GOAL »
Report the number of lines in the records that contain the string "bicycle". Reply with the number alone.

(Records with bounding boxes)

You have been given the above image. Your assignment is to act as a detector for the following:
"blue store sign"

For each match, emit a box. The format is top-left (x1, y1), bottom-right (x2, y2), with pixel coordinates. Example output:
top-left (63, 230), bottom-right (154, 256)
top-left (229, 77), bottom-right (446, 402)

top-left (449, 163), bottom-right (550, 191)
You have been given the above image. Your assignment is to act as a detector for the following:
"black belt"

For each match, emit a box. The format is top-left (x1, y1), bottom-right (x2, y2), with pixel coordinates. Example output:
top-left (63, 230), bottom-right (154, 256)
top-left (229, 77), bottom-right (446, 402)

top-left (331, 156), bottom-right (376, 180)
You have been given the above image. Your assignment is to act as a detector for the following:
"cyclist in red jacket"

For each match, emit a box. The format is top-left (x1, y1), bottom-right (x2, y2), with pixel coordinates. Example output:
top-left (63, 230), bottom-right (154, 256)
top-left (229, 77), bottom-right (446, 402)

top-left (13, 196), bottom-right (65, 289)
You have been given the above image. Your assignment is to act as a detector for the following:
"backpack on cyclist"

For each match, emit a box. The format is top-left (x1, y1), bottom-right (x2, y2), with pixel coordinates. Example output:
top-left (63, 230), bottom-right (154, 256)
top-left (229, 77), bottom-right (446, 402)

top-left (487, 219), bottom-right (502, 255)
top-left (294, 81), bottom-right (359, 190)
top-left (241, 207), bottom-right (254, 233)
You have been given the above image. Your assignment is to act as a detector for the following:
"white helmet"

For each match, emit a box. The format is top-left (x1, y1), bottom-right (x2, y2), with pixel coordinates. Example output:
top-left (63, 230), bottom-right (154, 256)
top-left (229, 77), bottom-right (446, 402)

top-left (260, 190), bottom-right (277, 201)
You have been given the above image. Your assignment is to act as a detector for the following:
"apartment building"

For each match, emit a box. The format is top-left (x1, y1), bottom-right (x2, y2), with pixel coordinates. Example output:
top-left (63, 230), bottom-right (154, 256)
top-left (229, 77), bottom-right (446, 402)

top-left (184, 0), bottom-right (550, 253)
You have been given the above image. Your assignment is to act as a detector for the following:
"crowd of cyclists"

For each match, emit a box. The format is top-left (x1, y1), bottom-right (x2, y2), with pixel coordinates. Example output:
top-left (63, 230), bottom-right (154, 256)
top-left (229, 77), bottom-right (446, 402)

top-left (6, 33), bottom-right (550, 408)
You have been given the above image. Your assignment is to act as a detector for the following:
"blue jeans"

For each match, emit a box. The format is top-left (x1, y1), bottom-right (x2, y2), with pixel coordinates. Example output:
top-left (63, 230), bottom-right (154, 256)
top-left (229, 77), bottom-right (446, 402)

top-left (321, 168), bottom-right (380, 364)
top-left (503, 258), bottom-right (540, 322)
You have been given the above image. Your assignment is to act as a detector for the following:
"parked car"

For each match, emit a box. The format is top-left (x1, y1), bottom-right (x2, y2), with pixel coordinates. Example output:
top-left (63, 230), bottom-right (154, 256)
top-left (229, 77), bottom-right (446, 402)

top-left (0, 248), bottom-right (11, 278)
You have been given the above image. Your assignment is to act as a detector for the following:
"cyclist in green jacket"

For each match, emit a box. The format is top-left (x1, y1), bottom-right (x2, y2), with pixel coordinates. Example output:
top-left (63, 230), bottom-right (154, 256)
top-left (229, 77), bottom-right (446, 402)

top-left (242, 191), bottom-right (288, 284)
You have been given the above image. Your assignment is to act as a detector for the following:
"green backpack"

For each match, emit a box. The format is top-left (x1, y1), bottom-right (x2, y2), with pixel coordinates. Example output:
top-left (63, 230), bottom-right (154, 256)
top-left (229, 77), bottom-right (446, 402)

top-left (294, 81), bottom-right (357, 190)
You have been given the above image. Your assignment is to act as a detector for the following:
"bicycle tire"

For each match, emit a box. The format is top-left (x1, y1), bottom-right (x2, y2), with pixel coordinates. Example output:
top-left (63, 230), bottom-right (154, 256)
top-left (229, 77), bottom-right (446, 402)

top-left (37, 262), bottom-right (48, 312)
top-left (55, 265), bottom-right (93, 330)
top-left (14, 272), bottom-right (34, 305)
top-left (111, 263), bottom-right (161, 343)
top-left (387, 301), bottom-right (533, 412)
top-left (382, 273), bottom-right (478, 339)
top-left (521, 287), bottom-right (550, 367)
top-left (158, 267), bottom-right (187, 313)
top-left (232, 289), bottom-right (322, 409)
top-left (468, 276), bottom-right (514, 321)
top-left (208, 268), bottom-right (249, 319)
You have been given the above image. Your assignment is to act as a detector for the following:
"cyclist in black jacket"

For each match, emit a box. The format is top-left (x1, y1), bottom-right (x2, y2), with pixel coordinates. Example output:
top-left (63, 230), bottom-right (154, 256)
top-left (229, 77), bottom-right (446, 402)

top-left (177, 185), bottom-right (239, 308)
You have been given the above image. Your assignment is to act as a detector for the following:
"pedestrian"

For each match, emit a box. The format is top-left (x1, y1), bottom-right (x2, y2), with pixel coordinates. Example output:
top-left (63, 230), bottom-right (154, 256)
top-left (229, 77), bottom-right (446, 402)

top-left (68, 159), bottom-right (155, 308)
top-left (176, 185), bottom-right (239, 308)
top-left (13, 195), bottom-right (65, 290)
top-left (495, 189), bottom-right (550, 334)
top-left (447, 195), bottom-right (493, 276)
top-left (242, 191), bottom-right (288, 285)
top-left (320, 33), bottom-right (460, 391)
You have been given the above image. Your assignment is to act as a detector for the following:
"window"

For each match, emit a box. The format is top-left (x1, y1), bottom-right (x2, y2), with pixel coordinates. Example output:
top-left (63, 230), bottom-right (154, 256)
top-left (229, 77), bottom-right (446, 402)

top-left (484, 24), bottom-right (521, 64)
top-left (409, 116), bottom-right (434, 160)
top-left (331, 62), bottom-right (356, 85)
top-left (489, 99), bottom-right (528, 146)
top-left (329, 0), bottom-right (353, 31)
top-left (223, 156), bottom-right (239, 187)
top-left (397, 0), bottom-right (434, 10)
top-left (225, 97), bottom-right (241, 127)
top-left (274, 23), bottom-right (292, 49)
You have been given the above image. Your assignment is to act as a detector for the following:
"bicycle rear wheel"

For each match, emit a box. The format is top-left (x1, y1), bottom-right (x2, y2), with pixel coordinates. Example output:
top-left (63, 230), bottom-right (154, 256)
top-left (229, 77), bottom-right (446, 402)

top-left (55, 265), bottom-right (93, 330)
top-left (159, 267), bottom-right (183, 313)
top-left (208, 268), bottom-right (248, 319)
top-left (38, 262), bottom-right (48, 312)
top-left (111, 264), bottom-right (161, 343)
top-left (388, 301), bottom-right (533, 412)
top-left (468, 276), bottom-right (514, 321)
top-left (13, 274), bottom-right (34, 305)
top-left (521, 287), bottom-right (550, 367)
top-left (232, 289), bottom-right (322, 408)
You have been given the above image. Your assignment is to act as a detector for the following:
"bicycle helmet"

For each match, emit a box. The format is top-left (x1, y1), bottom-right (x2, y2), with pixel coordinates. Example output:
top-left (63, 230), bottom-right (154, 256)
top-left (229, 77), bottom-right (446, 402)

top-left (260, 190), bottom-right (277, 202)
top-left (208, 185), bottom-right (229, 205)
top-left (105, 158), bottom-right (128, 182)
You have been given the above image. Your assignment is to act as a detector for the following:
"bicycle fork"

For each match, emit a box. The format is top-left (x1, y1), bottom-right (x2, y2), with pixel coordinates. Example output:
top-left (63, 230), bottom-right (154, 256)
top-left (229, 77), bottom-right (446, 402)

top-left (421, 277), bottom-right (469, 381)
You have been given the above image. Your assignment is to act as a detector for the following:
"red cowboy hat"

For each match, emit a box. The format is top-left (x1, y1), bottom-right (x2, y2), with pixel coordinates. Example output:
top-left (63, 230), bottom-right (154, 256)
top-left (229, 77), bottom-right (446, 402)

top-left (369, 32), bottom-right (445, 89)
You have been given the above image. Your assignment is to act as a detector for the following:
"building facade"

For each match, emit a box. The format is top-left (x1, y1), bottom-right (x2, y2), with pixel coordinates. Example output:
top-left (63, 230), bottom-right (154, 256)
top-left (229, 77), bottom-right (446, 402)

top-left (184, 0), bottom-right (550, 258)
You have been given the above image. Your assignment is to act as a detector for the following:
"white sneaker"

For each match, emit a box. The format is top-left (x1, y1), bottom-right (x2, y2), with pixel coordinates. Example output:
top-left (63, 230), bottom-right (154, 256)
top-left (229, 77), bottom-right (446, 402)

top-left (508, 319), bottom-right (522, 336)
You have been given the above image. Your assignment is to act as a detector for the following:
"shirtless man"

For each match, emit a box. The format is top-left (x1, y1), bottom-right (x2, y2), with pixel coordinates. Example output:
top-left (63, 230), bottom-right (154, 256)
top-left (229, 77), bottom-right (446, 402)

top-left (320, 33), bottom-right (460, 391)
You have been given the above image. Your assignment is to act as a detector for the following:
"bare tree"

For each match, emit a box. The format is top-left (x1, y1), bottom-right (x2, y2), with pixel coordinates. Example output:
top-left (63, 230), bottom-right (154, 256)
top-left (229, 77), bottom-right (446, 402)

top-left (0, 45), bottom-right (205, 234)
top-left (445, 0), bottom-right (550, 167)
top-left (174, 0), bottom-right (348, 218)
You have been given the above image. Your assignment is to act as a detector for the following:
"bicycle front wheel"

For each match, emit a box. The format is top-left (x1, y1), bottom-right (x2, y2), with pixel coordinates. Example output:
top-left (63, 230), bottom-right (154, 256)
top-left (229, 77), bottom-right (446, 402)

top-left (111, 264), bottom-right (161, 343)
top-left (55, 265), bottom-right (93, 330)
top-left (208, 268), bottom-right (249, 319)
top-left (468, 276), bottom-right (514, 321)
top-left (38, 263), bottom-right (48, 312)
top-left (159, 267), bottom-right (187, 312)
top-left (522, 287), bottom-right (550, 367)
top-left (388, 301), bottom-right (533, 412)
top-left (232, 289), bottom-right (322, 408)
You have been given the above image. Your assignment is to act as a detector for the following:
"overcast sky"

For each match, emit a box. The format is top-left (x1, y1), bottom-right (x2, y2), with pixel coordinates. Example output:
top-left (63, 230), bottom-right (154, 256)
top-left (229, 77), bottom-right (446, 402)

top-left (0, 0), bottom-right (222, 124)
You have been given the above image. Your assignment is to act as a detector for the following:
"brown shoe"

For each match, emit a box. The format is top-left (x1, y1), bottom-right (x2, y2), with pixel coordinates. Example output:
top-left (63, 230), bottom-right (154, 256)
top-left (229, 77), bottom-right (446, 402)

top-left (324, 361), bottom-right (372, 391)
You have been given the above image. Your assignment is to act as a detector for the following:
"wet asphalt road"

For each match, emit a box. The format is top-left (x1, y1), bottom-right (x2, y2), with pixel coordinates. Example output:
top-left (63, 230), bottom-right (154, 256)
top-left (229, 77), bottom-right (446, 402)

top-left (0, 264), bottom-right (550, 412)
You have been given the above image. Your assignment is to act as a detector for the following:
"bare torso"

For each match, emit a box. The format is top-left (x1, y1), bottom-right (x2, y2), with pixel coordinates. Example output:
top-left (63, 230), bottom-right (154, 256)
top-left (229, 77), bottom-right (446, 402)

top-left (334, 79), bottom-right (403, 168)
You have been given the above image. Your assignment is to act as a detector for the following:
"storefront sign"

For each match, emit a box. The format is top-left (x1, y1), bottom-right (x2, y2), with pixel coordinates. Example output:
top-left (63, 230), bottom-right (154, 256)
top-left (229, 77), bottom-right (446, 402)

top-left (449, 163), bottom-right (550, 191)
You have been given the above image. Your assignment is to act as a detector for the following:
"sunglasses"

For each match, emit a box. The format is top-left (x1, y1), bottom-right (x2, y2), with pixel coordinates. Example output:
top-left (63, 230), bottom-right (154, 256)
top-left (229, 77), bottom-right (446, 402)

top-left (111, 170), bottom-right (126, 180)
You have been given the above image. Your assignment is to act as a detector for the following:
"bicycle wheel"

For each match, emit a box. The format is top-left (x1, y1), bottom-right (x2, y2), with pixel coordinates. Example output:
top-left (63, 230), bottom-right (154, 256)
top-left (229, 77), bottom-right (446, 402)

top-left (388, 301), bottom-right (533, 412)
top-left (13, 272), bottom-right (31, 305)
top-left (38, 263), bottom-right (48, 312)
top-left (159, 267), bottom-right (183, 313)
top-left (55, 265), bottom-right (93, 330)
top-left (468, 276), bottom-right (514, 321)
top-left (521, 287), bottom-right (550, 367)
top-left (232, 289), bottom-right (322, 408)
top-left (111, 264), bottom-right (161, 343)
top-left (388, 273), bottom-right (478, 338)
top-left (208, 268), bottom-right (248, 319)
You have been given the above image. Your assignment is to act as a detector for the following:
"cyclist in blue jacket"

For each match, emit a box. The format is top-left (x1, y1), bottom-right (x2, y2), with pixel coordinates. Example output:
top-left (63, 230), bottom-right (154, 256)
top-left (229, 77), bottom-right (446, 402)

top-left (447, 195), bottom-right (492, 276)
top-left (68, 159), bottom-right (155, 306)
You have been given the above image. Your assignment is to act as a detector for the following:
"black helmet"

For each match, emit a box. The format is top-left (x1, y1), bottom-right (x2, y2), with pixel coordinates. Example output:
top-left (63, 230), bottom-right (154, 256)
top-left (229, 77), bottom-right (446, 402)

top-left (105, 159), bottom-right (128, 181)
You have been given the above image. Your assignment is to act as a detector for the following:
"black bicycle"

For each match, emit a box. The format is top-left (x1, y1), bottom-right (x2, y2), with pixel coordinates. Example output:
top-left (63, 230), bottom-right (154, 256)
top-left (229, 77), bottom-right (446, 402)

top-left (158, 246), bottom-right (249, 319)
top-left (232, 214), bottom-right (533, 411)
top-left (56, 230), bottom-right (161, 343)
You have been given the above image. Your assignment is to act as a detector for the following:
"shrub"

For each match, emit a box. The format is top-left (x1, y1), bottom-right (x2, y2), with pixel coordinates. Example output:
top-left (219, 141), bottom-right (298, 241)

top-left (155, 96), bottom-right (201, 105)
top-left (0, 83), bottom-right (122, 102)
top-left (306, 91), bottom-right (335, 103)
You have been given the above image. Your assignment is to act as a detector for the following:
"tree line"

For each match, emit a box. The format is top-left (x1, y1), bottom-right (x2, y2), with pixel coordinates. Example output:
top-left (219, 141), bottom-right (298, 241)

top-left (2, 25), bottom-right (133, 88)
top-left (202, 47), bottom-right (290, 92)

RESPONSE TO THE EXERCISE »
7